Instructions for the task:
Copy out, with no changes, every line of the items below from the one containing "The component shall indicate one point per instance of the sandy" down to the end.
--- Start ---
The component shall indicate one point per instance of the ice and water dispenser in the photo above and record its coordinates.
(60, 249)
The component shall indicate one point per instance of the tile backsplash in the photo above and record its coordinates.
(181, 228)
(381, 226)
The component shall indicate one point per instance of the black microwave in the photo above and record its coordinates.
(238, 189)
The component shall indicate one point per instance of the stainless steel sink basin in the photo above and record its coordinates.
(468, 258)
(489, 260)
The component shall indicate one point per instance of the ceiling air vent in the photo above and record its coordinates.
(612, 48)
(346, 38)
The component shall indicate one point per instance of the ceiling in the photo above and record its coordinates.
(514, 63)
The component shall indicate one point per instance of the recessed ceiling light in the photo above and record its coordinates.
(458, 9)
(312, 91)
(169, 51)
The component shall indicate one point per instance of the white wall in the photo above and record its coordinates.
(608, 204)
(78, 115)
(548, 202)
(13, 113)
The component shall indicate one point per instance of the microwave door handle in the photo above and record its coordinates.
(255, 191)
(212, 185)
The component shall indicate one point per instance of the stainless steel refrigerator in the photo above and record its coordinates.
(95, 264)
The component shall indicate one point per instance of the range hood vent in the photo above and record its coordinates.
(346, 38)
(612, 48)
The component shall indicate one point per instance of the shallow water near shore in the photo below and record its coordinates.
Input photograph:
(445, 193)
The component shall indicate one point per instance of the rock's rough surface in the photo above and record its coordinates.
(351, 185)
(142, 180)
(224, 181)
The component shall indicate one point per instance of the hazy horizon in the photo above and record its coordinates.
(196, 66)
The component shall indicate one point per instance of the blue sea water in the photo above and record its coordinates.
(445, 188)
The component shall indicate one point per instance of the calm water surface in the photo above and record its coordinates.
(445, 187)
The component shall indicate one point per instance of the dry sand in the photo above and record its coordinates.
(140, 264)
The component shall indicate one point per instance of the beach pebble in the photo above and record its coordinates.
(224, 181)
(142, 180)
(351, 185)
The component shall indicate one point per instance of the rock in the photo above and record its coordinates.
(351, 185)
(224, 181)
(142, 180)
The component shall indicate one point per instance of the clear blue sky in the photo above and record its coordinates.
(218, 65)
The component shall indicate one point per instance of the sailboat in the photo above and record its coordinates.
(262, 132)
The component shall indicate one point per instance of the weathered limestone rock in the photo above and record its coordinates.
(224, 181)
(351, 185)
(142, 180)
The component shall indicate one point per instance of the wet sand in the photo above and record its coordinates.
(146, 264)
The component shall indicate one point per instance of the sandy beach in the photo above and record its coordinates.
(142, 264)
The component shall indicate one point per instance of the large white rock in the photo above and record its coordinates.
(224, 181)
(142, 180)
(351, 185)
--- End ---
Response:
The component shall indicate one point per instance of the sandy beach in the photo above and record its coordinates.
(142, 264)
The component shall indicate one point per instance of the large white rock in the photo above and record its coordinates.
(224, 181)
(142, 180)
(351, 185)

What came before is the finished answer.